## Excerto da página
======

Jorge Sampaio e a democracia

Há dias o ex-Presidente solicitou mudanças estruturais nos partidos e respeito pela Constituição, para manter a democracia representativa. Lídia Jorge, no auditório, indagou como fazê-lo e ficou sem resposta.

Fátima Campos Ferreira perguntou-me o mesmo no Prós e Contras, em 2010. Os que têm o poder fazem tudo para travar mudanças estruturais. A grande vitória do partido ABN, Abstenção-Branco-Nulo, é a prova de que o eleitor já não acredita na assim chamada "democracia", que representa o lobby que sustenta a atual estrutura, e não o cidadão.

“Mudanças estruturais só ocorrem por E-volução ou RE-volução”, respondi então à Fátima. Em 25 anos três países mudaram a sua estrutura por E-volução: Argentina, Suécia e Islândia.

A Argentina disse ao FMI que pagaria a dívida à medida que pudesse; alterou as regras de jogo, enfrentou os lobbies nacionais e estrangeiros, trocou o foco das finanças para a economia real e o emprego e, após três anos de ajustes, cresceu à média de 7% ao ano. Hoje recebe investimentos tecnológicos, pois é um “país do futuro”.

A Suécia tinha um sistema eleitoral parecido com o nosso. Há 25 anos mudou-o: as listas de cada partido são fixadas pela concelhia local, com diferentes cabeças de lista. Assim o eleitor não vota num partido, mas num grupo de cidadãos em quem ele confia; o deputado não é obrigado a seguir o que os chefes mandam, mas o que os seus eleitores esperam. Os partidos têm verbas públicas, não recebem doações e todas as listas têm direito a tempo de antena. A dívida pública foi paga ao longo desses 25 anos sem travar o poder de compra da população e a economia, na UE em crise 2009/12, lá cresceu uns 4% ao ano.

======

## Dados fornecidos

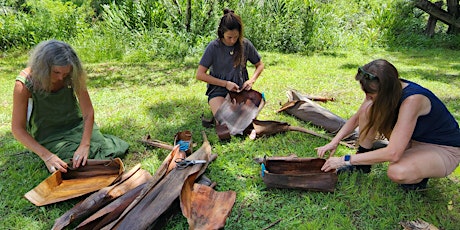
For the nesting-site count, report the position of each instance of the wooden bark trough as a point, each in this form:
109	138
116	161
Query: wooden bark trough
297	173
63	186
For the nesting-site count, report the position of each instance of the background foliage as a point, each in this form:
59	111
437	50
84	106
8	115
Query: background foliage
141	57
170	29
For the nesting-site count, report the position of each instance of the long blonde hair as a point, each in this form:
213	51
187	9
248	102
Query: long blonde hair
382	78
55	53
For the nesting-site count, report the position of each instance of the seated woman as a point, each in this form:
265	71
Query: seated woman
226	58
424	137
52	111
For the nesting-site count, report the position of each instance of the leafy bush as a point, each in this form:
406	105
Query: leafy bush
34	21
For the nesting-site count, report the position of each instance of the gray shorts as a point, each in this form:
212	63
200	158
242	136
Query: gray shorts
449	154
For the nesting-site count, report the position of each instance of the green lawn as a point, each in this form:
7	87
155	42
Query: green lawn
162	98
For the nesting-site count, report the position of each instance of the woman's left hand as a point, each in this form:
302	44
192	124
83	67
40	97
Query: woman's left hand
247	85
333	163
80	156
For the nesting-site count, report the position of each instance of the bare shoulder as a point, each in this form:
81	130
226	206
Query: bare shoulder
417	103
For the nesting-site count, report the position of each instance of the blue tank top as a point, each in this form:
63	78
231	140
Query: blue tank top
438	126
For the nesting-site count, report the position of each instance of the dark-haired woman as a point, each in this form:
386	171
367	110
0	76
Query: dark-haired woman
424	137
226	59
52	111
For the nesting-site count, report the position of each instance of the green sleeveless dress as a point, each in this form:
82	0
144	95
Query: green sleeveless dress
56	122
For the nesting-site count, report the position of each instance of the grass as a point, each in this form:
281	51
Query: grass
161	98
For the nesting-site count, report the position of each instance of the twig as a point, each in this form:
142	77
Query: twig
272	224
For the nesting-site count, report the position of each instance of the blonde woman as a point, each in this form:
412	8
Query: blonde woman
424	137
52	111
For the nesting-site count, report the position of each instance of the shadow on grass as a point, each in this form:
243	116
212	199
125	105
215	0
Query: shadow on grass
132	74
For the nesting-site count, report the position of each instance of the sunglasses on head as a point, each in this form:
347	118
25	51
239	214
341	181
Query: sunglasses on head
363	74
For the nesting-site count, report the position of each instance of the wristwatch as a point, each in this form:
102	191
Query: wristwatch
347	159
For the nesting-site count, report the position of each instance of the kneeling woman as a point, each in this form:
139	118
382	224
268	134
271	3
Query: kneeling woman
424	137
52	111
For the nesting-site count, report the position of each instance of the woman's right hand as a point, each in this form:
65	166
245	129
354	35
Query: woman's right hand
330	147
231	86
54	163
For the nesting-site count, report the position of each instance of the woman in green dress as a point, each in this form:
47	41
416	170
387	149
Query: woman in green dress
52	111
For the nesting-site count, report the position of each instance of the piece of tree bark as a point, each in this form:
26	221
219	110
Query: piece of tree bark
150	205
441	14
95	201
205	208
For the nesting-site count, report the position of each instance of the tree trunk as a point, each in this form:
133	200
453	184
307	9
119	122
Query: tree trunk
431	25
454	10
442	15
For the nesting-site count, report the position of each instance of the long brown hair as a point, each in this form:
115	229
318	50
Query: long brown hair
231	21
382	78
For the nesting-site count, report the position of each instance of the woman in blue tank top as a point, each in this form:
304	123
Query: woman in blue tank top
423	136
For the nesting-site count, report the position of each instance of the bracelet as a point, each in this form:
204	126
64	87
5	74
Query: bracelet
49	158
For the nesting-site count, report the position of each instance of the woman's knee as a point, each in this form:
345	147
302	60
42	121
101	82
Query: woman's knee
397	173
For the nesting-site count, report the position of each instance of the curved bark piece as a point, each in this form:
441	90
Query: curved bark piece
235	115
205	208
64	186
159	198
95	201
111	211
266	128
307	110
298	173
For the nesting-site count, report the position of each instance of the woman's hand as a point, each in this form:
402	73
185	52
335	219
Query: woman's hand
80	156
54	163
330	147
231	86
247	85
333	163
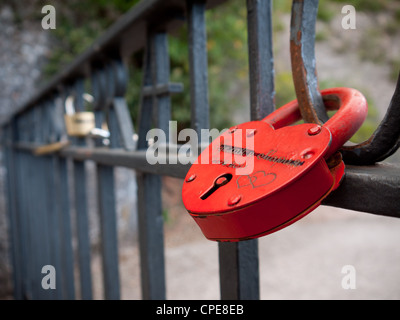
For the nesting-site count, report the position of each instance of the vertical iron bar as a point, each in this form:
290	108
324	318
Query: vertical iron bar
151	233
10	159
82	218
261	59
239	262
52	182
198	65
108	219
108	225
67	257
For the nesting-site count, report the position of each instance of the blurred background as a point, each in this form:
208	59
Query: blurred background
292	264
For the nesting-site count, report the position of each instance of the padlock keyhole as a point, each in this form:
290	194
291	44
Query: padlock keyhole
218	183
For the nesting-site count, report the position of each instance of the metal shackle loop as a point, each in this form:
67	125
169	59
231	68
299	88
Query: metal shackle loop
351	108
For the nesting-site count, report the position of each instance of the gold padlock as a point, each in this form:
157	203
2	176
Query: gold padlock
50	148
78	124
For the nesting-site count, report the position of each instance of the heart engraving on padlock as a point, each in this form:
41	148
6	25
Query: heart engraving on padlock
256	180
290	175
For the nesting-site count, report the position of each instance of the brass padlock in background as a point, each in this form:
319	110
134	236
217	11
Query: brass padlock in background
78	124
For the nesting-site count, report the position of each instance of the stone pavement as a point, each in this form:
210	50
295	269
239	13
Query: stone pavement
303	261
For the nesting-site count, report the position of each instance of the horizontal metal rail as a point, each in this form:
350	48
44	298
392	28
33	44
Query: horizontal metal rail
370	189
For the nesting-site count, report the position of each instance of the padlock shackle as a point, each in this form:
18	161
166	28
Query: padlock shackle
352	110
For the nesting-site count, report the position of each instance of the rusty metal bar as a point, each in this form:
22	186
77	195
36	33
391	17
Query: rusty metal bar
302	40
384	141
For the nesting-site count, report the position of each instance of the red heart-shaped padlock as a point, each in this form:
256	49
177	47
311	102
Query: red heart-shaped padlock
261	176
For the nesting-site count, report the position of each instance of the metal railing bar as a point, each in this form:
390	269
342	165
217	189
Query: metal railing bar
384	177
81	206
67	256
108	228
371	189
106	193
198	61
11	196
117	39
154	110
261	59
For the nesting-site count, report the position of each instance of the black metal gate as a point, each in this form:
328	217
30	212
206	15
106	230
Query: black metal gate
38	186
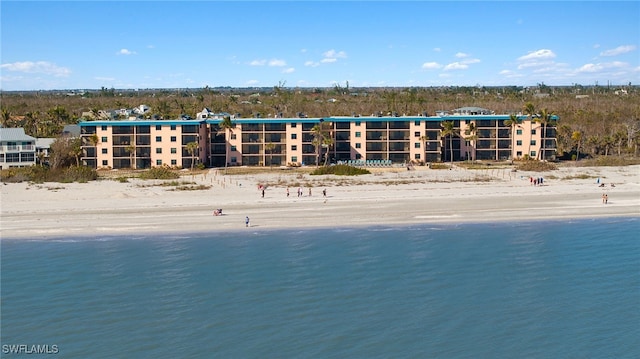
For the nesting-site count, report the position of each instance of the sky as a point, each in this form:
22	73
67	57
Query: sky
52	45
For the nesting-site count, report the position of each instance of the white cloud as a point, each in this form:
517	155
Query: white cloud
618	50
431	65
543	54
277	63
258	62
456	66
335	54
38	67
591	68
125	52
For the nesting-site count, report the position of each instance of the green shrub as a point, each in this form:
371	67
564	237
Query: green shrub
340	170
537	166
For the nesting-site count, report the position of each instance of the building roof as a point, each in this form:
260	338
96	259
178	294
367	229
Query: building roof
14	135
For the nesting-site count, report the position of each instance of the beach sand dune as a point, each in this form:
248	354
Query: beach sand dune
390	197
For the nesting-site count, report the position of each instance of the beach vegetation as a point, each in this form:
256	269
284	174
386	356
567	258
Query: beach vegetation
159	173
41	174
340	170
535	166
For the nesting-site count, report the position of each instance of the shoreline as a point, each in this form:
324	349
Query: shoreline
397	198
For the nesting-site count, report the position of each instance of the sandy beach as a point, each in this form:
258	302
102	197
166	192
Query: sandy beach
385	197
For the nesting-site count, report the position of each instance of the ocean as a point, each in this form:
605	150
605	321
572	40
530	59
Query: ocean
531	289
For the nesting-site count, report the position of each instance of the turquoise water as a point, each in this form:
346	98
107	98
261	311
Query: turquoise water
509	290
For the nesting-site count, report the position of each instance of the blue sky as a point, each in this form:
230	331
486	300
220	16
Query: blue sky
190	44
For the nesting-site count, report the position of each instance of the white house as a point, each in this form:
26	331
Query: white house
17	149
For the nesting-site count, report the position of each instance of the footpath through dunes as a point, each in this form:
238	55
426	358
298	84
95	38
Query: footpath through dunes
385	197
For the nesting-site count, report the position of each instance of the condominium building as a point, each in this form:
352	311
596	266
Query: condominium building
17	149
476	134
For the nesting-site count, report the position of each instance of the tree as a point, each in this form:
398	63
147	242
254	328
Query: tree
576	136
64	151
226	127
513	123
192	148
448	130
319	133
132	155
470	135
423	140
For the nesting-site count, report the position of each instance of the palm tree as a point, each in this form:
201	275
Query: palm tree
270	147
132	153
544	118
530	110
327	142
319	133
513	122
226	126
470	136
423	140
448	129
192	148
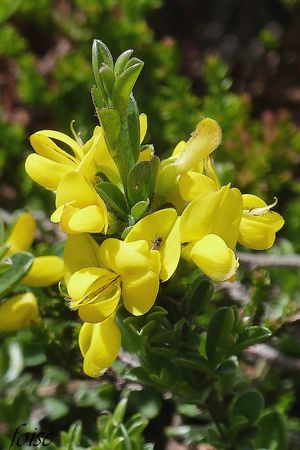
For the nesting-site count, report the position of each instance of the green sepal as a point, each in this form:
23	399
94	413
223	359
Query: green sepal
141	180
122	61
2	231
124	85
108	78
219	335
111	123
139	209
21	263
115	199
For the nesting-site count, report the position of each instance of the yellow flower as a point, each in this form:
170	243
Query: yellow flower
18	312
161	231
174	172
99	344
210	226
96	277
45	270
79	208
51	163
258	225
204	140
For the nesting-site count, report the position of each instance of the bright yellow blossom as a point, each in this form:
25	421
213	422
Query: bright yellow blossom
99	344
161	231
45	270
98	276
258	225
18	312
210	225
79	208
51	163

======

## O que fazer
a - Com base no excerto, responda:
(i) Em que programa e em que ano Fátima Campos Ferreira fez a mesma pergunta ao autor?
(ii) Que três países mudaram a sua estrutura por E-volução?
(iii) A que média anual cresceu a Argentina após três anos de ajustes?
b - Transcreva do excerto o trecho que abre com as palavras que contêm "Há dias o ex-Presidente" e fecha com "não o cidadão.".
Nenhuma das tarefas requer os dados.

## Resultados das tarefas
a -
(i) No Prós e Contras, em 2010.
(ii) A Argentina, a Suécia e a Islândia.
(iii) 7% ao ano.

b -
Há dias o ex-Presidente solicitou mudanças estruturais nos partidos e respeito pela Constituição, para manter a democracia representativa. Lídia Jorge, no auditório, indagou como fazê-lo e ficou sem resposta.

Fátima Campos Ferreira perguntou-me o mesmo no Prós e Contras, em 2010. Os que têm o poder fazem tudo para travar mudanças estruturais. A grande vitória do partido ABN, Abstenção-Branco-Nulo, é a prova de que o eleitor já não acredita na assim chamada "democracia", que representa o lobby que sustenta a atual estrutura, e não o cidadão.